Referring expression pointing data
————

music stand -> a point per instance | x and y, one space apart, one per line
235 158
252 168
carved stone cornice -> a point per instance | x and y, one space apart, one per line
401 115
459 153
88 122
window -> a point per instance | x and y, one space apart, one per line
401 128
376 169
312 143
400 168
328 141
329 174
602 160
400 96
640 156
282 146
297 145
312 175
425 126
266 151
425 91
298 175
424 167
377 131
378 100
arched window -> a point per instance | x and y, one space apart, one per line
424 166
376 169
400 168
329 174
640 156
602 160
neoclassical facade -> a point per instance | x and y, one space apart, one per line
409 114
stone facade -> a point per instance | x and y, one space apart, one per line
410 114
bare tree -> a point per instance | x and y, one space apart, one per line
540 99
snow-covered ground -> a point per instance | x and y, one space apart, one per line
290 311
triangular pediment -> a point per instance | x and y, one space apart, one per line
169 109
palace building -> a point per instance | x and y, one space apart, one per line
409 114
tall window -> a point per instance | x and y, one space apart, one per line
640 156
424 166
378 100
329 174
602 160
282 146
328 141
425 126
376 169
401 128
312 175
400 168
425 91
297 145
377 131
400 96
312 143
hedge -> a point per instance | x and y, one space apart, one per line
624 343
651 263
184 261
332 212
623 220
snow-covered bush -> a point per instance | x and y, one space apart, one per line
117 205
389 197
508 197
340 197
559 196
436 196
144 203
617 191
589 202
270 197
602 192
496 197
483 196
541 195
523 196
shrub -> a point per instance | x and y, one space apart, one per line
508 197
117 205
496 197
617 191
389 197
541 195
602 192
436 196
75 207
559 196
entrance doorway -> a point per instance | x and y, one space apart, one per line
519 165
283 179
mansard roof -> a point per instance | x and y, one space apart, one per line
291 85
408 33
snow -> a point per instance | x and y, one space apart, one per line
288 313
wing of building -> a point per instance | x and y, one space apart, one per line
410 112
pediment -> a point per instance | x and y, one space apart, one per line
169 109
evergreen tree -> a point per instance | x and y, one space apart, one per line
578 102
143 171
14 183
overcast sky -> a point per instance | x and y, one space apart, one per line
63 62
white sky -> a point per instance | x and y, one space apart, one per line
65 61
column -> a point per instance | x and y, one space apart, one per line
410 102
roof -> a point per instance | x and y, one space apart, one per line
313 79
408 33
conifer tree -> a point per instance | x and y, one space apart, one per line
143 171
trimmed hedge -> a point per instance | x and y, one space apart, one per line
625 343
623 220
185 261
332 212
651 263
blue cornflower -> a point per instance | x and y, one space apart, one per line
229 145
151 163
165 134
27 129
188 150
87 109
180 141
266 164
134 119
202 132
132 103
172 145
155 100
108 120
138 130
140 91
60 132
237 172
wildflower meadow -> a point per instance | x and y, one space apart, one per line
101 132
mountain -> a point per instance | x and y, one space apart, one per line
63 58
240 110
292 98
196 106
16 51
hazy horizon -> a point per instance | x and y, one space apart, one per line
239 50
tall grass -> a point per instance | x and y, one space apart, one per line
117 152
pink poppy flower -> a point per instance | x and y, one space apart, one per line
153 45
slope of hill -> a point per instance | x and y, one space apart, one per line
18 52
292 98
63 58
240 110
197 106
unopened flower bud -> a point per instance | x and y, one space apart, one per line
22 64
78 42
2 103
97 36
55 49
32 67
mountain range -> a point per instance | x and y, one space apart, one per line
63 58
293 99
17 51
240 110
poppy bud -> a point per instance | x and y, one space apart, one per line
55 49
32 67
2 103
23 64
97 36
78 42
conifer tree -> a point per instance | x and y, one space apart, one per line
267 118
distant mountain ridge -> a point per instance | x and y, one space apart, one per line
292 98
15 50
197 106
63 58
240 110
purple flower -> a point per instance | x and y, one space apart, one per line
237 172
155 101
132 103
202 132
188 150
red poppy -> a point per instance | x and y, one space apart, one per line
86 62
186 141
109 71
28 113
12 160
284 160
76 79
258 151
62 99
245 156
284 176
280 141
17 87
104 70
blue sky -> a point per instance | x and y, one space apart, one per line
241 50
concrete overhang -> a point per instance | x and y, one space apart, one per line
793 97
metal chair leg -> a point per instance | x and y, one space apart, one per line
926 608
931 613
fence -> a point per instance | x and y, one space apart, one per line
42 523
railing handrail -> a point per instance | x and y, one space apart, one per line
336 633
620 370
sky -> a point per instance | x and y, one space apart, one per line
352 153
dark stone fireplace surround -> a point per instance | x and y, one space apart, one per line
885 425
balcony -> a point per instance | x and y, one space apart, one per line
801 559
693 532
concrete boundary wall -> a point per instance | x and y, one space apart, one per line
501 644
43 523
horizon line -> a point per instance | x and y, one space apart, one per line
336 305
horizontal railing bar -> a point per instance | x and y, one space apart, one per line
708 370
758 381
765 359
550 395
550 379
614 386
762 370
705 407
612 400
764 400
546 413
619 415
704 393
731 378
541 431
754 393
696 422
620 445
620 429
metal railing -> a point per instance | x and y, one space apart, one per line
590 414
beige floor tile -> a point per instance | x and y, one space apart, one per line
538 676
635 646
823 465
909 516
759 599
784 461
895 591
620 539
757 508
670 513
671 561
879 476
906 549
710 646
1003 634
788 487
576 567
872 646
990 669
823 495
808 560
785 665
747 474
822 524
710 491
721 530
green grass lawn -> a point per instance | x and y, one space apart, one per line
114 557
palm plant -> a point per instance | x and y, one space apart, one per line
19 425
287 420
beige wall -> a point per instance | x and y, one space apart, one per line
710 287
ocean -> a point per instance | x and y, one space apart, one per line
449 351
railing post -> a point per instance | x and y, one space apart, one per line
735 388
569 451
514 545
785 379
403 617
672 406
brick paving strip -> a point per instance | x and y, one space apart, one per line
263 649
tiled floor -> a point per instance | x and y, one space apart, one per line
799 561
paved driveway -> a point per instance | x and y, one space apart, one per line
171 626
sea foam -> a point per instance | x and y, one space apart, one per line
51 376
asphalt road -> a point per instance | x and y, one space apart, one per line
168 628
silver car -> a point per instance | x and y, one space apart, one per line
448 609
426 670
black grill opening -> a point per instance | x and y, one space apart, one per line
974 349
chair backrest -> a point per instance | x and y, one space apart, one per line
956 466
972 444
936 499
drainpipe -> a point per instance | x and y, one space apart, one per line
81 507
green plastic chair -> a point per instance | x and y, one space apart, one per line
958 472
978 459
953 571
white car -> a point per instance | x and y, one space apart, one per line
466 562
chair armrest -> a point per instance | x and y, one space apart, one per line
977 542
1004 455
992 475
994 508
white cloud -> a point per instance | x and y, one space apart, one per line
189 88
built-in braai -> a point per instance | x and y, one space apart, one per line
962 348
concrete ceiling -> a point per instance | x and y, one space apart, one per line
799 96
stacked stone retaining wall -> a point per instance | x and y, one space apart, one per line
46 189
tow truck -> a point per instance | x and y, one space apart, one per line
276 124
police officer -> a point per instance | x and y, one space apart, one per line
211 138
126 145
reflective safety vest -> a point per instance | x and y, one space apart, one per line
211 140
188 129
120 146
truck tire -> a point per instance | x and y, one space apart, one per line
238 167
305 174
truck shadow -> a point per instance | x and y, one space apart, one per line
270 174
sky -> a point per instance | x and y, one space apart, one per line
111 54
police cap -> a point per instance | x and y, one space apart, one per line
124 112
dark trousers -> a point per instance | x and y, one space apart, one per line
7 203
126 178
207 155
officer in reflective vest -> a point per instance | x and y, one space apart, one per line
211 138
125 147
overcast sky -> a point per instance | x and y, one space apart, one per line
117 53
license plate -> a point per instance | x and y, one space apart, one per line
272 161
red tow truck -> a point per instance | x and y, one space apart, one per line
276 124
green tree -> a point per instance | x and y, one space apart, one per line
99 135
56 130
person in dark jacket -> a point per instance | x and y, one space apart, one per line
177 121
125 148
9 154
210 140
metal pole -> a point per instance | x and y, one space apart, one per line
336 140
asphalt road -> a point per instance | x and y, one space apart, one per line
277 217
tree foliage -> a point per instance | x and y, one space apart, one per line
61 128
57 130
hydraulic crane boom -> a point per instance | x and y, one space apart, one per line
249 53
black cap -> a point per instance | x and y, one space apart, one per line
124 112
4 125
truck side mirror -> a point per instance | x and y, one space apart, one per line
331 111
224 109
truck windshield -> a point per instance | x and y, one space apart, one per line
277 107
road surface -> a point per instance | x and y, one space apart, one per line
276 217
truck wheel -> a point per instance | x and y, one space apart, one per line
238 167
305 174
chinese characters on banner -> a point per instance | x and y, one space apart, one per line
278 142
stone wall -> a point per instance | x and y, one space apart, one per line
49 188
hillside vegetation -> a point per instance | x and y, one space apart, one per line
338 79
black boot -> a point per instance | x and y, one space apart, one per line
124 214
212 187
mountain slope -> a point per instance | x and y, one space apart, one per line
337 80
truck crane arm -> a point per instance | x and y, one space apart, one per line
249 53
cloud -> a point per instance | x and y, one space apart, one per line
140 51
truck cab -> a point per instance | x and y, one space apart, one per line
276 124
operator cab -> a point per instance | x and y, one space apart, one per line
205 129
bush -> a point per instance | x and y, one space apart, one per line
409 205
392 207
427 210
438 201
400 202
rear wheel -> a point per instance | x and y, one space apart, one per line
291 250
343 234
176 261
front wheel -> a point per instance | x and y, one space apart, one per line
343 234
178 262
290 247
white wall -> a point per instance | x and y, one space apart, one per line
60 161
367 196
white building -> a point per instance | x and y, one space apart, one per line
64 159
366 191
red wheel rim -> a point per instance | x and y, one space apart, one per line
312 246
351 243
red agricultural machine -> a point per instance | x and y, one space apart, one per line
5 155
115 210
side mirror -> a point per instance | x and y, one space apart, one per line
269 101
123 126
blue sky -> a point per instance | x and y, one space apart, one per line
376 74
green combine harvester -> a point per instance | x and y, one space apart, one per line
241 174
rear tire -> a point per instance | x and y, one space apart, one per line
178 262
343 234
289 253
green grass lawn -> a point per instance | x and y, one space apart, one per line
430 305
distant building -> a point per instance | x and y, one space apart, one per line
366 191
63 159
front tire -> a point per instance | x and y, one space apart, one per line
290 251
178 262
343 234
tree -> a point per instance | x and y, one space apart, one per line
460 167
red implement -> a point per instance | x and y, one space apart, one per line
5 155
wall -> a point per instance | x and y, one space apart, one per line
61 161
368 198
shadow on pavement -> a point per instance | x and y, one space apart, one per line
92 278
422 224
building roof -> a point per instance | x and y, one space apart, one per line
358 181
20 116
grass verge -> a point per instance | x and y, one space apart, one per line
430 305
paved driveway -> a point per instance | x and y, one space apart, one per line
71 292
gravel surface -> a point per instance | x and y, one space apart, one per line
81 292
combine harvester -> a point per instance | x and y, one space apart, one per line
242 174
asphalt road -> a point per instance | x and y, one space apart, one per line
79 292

————

_What you are asked to do_: Find "front tire ->" in the records above. Repeat its line and every later line exactly, through the last one.

_Completed exercise_:
front tire -> a point per instance | x and y, one space apart, one per line
290 251
178 262
343 234
tree -> a point per instance | x and y, one space apart, one per line
460 167
red implement -> a point per instance | x and y, one space apart, one per line
5 155
wall -> a point per instance | x and y, one space apart, one per line
61 161
368 198
shadow on pavement -> a point per instance | x and y, one space apart, one per line
92 278
422 224
building roof -> a point per instance | x and y, one space apart, one per line
358 181
20 116
grass verge -> a point per instance | x and y, one space apart, one per line
430 305
paved driveway -> a point per instance | x and y, one space apart, one per line
71 292
gravel surface -> a point per instance | x and y, one space apart, one per line
81 292
combine harvester -> a point per instance | x and y, one space apart, one per line
242 174
asphalt road -> a point per instance | x and y, one space apart, one per line
79 292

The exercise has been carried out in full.